---------- Material for this task ----------

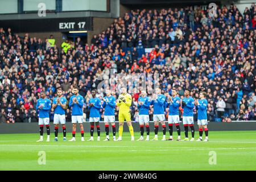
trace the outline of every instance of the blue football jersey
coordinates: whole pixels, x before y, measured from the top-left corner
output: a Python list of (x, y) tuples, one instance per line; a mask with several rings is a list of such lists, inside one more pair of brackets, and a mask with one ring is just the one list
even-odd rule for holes
[(193, 116), (193, 109), (195, 106), (194, 99), (191, 97), (184, 97), (182, 101), (185, 102), (187, 105), (185, 106), (182, 106), (182, 108), (184, 109), (183, 116)]
[(179, 115), (179, 107), (180, 105), (180, 98), (178, 96), (172, 97), (172, 102), (170, 102), (169, 105), (169, 115)]
[(207, 119), (207, 105), (208, 102), (205, 98), (199, 100), (196, 109), (198, 110), (197, 119)]
[[(76, 98), (78, 103), (73, 103), (73, 98)], [(68, 104), (69, 107), (72, 107), (72, 115), (82, 115), (82, 106), (84, 105), (84, 98), (79, 94), (77, 96), (73, 95), (69, 100)]]
[(88, 106), (90, 109), (90, 117), (100, 117), (100, 111), (101, 108), (101, 100), (97, 97), (91, 98), (89, 100), (89, 104), (93, 104), (93, 106)]
[[(55, 97), (53, 98), (53, 100), (52, 101), (53, 104), (57, 104), (57, 98), (58, 97)], [(64, 97), (60, 98), (60, 103), (61, 103), (61, 104), (67, 104), (67, 99)], [(60, 104), (58, 104), (57, 106), (54, 109), (54, 114), (61, 114), (61, 115), (65, 114), (65, 109), (62, 108), (62, 107)]]
[(142, 105), (138, 105), (138, 109), (139, 109), (139, 115), (148, 115), (148, 110), (150, 105), (150, 102), (148, 101), (148, 97), (140, 97), (138, 100), (138, 102), (142, 102)]
[(164, 114), (166, 97), (163, 94), (158, 94), (156, 100), (151, 100), (150, 102), (150, 105), (152, 105), (154, 107), (153, 114)]
[[(39, 106), (43, 107), (39, 109)], [(39, 98), (36, 102), (36, 110), (39, 110), (39, 118), (49, 118), (49, 111), (51, 108), (51, 101), (48, 98)]]
[(115, 98), (114, 96), (105, 97), (108, 102), (103, 102), (102, 107), (105, 108), (104, 115), (114, 115), (115, 108)]

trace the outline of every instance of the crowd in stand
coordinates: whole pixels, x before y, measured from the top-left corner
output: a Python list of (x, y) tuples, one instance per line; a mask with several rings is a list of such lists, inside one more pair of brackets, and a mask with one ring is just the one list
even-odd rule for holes
[[(88, 101), (99, 76), (121, 83), (110, 69), (125, 75), (159, 73), (166, 96), (172, 88), (180, 96), (189, 89), (196, 98), (206, 92), (210, 121), (256, 120), (255, 27), (253, 3), (243, 13), (235, 5), (218, 7), (216, 17), (200, 7), (131, 10), (94, 35), (90, 46), (78, 38), (57, 47), (52, 36), (42, 40), (0, 28), (0, 122), (38, 122), (35, 105), (42, 90), (52, 99), (62, 88), (68, 100), (78, 85)], [(141, 57), (142, 48), (152, 49)], [(137, 121), (137, 89), (131, 89), (131, 109)], [(71, 120), (68, 109), (67, 117)]]

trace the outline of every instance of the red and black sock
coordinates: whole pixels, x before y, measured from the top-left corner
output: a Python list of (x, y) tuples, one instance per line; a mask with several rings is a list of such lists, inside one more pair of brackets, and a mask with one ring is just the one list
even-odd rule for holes
[(62, 131), (63, 131), (63, 136), (66, 137), (67, 130), (66, 130), (66, 127), (65, 126), (63, 126), (62, 127)]
[(157, 135), (158, 133), (158, 125), (155, 125), (155, 135)]
[[(204, 129), (204, 133), (205, 133), (205, 136), (208, 136), (208, 129)], [(202, 131), (203, 135), (203, 131)]]
[(47, 135), (49, 135), (49, 133), (50, 133), (49, 125), (46, 125), (46, 131), (47, 133)]
[(81, 136), (82, 137), (84, 137), (84, 130), (81, 130)]
[(177, 129), (177, 133), (178, 134), (178, 136), (180, 136), (180, 124), (176, 123), (175, 124), (176, 128)]
[(94, 131), (94, 126), (90, 125), (90, 136), (93, 136)]
[(113, 130), (113, 135), (115, 136), (115, 126), (112, 126), (112, 130)]
[(39, 125), (39, 127), (40, 135), (43, 136), (43, 134), (44, 133), (44, 125)]
[(169, 126), (169, 133), (170, 136), (172, 136), (172, 133), (174, 132), (173, 125), (174, 124), (168, 125)]
[(141, 128), (141, 136), (143, 136), (144, 135), (144, 125), (140, 125), (139, 127)]
[(108, 125), (105, 125), (105, 131), (106, 132), (106, 135), (109, 134), (109, 126)]
[(188, 125), (184, 125), (184, 130), (185, 131), (185, 137), (188, 138)]
[(100, 125), (97, 125), (97, 133), (98, 133), (98, 136), (100, 136), (101, 135), (101, 129), (100, 129)]
[(55, 126), (54, 127), (54, 134), (55, 135), (55, 137), (58, 136), (58, 133), (59, 133), (59, 128)]
[(146, 131), (147, 131), (147, 135), (149, 135), (150, 131), (149, 125), (146, 125)]
[(191, 134), (192, 135), (192, 138), (195, 136), (195, 127), (194, 125), (189, 125), (190, 129), (191, 129)]
[(203, 136), (203, 129), (199, 129), (199, 136)]
[(162, 127), (163, 127), (163, 134), (165, 135), (166, 134), (166, 126), (164, 125), (163, 125)]

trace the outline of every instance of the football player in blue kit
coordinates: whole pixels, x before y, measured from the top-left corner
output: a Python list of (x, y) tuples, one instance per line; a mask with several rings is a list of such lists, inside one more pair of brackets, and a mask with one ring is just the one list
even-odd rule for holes
[(188, 126), (191, 129), (192, 138), (191, 141), (194, 141), (195, 128), (193, 109), (195, 106), (194, 99), (189, 96), (190, 92), (185, 90), (184, 97), (182, 100), (181, 105), (183, 110), (183, 125), (185, 130), (185, 139), (184, 141), (188, 141)]
[(178, 134), (177, 140), (180, 140), (180, 117), (179, 115), (179, 107), (180, 106), (180, 98), (177, 96), (177, 91), (172, 89), (172, 96), (168, 98), (167, 105), (169, 106), (169, 115), (168, 116), (168, 124), (169, 125), (170, 138), (168, 140), (172, 140), (173, 125), (175, 125)]
[(195, 104), (196, 109), (198, 110), (197, 113), (197, 124), (199, 127), (199, 138), (197, 141), (203, 140), (203, 129), (205, 133), (205, 139), (204, 142), (208, 141), (208, 129), (207, 128), (207, 105), (208, 102), (205, 98), (207, 93), (204, 92), (201, 92), (199, 93), (200, 100), (196, 100)]
[(41, 98), (36, 102), (36, 110), (39, 111), (39, 117), (38, 123), (40, 127), (40, 139), (37, 142), (43, 142), (43, 134), (44, 133), (44, 125), (46, 125), (47, 132), (47, 139), (46, 142), (49, 142), (49, 111), (51, 108), (51, 101), (46, 98), (46, 93), (41, 92)]
[(155, 137), (151, 140), (158, 140), (158, 133), (159, 121), (163, 127), (163, 139), (162, 140), (166, 140), (166, 117), (164, 116), (164, 104), (166, 96), (161, 94), (160, 88), (155, 89), (155, 94), (153, 94), (150, 105), (153, 105), (153, 120), (155, 125)]
[(98, 134), (97, 140), (100, 140), (101, 130), (100, 129), (100, 111), (101, 108), (101, 100), (96, 97), (96, 90), (92, 90), (92, 98), (89, 100), (88, 109), (90, 110), (90, 115), (89, 121), (90, 123), (90, 138), (88, 141), (93, 141), (93, 132), (94, 123), (97, 127)]
[(138, 109), (139, 109), (139, 123), (141, 128), (141, 138), (137, 140), (144, 140), (144, 123), (146, 125), (146, 130), (147, 131), (146, 141), (149, 141), (149, 115), (148, 109), (150, 107), (150, 102), (148, 101), (148, 97), (146, 96), (146, 90), (141, 91), (141, 97), (138, 100)]
[(104, 141), (109, 141), (109, 123), (111, 123), (113, 140), (115, 141), (115, 98), (111, 95), (110, 89), (106, 90), (106, 97), (103, 98), (102, 107), (105, 108), (104, 123), (106, 132), (106, 139)]
[(52, 109), (54, 109), (53, 124), (54, 133), (55, 138), (54, 140), (58, 140), (59, 124), (61, 124), (63, 132), (63, 140), (66, 141), (66, 118), (65, 116), (65, 110), (67, 109), (68, 104), (67, 99), (63, 97), (63, 92), (61, 89), (57, 91), (57, 97), (53, 98), (52, 101)]

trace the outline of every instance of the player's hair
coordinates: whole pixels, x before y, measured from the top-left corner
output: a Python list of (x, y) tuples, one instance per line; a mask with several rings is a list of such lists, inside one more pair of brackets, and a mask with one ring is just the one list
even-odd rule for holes
[(95, 91), (95, 92), (97, 93), (97, 90), (96, 89), (93, 89), (93, 90), (92, 90), (92, 92), (93, 92), (93, 91)]
[(207, 93), (206, 93), (206, 92), (200, 92), (200, 93), (201, 93), (202, 94), (203, 94), (204, 95), (204, 97), (206, 97), (206, 96), (207, 96)]
[(172, 91), (175, 91), (176, 92), (177, 92), (177, 90), (176, 89), (172, 89)]
[(162, 90), (161, 87), (160, 86), (156, 86), (155, 88), (155, 90), (156, 89), (159, 89), (160, 90)]
[(73, 89), (77, 89), (77, 90), (79, 90), (79, 87), (78, 87), (77, 86), (75, 86), (73, 88)]

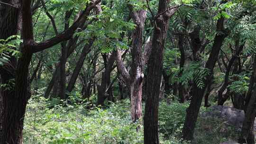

----------

▸ Request:
Write out again every line from the one with "trace the outline of every instance of the player's" to the end of the entries, requests included, adding 51 to each coordinate in the answers. Leave the pictures out.

▸ Task result:
trace the outline of every instance of the player's hair
coordinates: whole pixels, x before y, measured from the top-left corner
output: a Python list of (x, y) tuples, one instance per line; a mask with several rings is a list of such lists, inside one more pair of brackets, and a mask with one ring is just the one list
even-odd rule for holes
[(146, 142), (146, 143), (148, 144), (148, 141), (147, 140), (144, 140), (144, 141), (143, 141), (143, 143), (144, 143), (144, 142)]
[(258, 144), (257, 144), (257, 143), (251, 143), (251, 144), (252, 144), (253, 145), (254, 145), (255, 146), (255, 148), (257, 148), (257, 147), (258, 147)]
[(223, 142), (226, 142), (227, 143), (228, 143), (228, 141), (227, 140), (223, 140)]
[(213, 141), (212, 138), (211, 137), (207, 137), (206, 139), (206, 141), (207, 140), (210, 140), (211, 141)]
[(124, 140), (128, 140), (128, 141), (130, 141), (130, 138), (129, 138), (128, 137), (126, 137), (124, 139)]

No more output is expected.